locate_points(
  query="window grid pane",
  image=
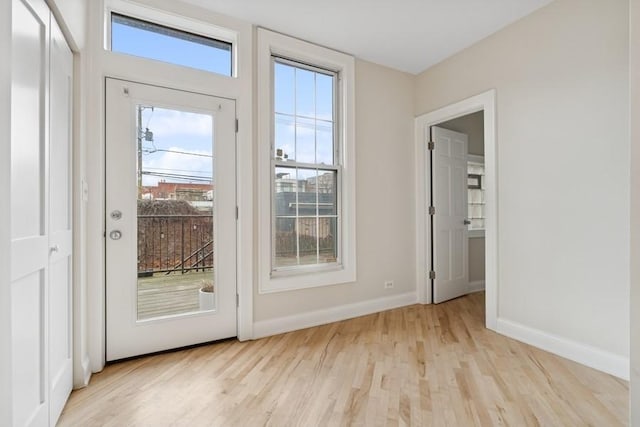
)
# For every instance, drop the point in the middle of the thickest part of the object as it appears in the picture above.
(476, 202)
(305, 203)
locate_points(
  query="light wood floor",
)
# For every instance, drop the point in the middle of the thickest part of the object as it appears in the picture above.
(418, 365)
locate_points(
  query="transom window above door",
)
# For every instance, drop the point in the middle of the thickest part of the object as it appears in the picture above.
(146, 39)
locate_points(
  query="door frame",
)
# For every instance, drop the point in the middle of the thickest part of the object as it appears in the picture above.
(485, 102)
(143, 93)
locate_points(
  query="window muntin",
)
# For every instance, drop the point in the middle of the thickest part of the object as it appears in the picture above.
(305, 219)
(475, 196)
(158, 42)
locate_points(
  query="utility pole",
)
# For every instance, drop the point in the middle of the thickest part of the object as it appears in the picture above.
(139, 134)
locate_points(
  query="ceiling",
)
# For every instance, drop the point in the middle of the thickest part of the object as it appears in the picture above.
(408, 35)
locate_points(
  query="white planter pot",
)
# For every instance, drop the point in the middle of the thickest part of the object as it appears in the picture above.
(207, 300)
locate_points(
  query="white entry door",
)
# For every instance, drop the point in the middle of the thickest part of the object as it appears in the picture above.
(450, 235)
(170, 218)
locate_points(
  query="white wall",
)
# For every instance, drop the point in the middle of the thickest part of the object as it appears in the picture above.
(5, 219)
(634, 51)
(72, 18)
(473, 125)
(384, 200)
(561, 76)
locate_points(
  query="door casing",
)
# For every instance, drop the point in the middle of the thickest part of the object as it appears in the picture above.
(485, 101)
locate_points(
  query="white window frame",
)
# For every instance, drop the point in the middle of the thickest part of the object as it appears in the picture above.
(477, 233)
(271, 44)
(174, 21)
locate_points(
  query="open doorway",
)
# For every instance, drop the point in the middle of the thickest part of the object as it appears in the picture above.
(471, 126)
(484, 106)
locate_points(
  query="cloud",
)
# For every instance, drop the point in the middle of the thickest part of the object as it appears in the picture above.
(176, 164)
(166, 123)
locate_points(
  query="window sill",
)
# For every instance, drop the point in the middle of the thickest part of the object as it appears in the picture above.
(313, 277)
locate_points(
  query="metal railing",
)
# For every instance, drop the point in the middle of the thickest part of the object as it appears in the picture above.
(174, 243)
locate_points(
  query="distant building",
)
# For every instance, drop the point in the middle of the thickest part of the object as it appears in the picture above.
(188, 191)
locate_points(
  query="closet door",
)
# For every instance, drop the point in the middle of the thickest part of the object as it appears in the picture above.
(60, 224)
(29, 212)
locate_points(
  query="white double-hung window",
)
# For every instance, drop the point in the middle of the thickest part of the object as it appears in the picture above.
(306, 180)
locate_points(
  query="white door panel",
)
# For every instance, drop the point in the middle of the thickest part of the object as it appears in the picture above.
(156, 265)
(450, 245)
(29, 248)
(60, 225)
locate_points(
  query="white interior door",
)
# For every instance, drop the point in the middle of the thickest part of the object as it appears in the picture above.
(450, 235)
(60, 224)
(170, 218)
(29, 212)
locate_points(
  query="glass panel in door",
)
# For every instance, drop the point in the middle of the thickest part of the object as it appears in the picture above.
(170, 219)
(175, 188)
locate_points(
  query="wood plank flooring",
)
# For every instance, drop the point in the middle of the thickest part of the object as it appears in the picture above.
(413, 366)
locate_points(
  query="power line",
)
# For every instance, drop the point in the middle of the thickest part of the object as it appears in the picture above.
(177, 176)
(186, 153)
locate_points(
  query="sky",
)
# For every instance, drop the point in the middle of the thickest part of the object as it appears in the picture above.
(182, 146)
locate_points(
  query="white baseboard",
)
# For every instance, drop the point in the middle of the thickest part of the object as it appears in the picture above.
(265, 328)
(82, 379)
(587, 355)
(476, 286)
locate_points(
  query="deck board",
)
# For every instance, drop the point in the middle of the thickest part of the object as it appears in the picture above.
===============
Written problem:
Each entry must be retyped word for word, with every image omitted.

Result of this task:
locate_points(
  query="window grid pane",
  image=
)
# For every instance, drop the point in the middle of the thickest part of the object as it appears in the picture above.
(476, 202)
(305, 203)
locate_points(
  query="light wood floor",
)
# For every instance, drop the point in the middle of the thickest part of the object as it appears in the picture above.
(418, 365)
locate_points(
  query="transom window above door",
)
# For every instance, drop the point in the middle of the thickest part of the object as it appears in the picture above.
(146, 39)
locate_points(
  query="door frame",
)
# For every instance, drop the point in the middle of the thickest part of the object as it appears in the picture above.
(485, 102)
(143, 93)
locate_points(
  query="window muntin",
)
# For every instance, drop the point in the middle of the thickest part of the object as it appears in the picture above.
(305, 219)
(475, 196)
(158, 42)
locate_points(
  query="utility pole",
)
# For every instance, drop the point in the middle of the thickest part of the object as it appears in the picture above.
(139, 134)
locate_points(
  query="ceiling",
)
# For every instance, drop the point in the middle of the thickest part of the object as it appears in the picture above.
(408, 35)
locate_points(
  query="white planter pot",
)
# For every instance, drop the point in the middle of the thickest part of the object as it appears in the picture above.
(207, 300)
locate_points(
  query="white entry door",
)
# For every instance, drop the point in the middle of the thickest part of the object as it appears in the picture above.
(450, 235)
(170, 218)
locate_points(
  query="white wall",
)
# For every instance, drop the point in the middle of the thickest part of the object as it appears in the picture above.
(5, 219)
(634, 51)
(72, 18)
(473, 125)
(384, 200)
(561, 76)
locate_points(
  query="door casing",
)
# For every instance, drop the point in the middle of the thickest part of the object as it appears in the picture above.
(485, 101)
locate_points(
  query="white window frame",
)
# For every instance, drop the point in the middle of the thickest part of the object as it appears in the picture above.
(477, 233)
(271, 44)
(174, 21)
locate_points(
  query="open doorway",
)
# For every instance, drop the point in the middle of the thickest part of the object as it appears in the picture above.
(471, 126)
(484, 106)
locate_points(
  query="cloud",
)
# For every instance, drop the point in the middle of the thickest part of the object as it appears in the picture above.
(176, 164)
(166, 123)
locate_points(
  query="window sill",
)
# For every instance, drop the point in the middle of the thickest part of the object as it appears in the picture above.
(313, 277)
locate_points(
  query="metal railing",
)
# For every instance, drop the point in the middle of the thickest part of the object as it appears in the picture above.
(174, 243)
locate_points(
  query="distant building",
)
# For every instance, drop the point in the middle of the thickest part of the object as it appears in the picture above.
(188, 191)
locate_points(
  query="closet door",
)
# For every instance, drop the point in the middle of the thickest part of the object as it appears in the picture above.
(60, 224)
(29, 212)
locate_points(
  query="white double-hung window",
)
# For every instance, drop the point in the middle of the thickest part of the object as it appears in the picture above.
(306, 180)
locate_points(
  query="white door panel",
)
# For every instance, drop the point in the middle of the thickest part of the object as it appears in the picture above.
(156, 265)
(450, 245)
(29, 248)
(60, 225)
locate_points(
  query="white interior door",
)
# For every instance, drop the point in the middle of the thickest part of the object as it appears in the picture above.
(450, 235)
(60, 224)
(170, 218)
(29, 212)
locate_points(
  query="glass panel in door",
)
# For every instance, drop the point in the middle of the thickest part of the object as it appears in the picture above.
(170, 219)
(175, 188)
locate_points(
  query="wood plank flooring",
)
# For every instance, drop the point in the middle of the thickest part of the object as it appears in the picture above.
(413, 366)
locate_points(
  query="power line",
)
# For every instance, drop the point in the middle of the thickest part of the object as it appears in the picture above.
(177, 176)
(186, 153)
locate_points(
  query="sky",
)
# For every instance, drop the point in the middle of the thickest part of the object as it appears in the picture above.
(182, 146)
locate_points(
  query="white baseboard",
)
# For every instance, drop the point in the middle of the thickest part of the object as it appears in the picture above.
(265, 328)
(82, 379)
(587, 355)
(476, 286)
locate_points(
  query="deck board",
)
# For every instance, drop the point in the middle of the thickest part of the object as it appears in the picture above.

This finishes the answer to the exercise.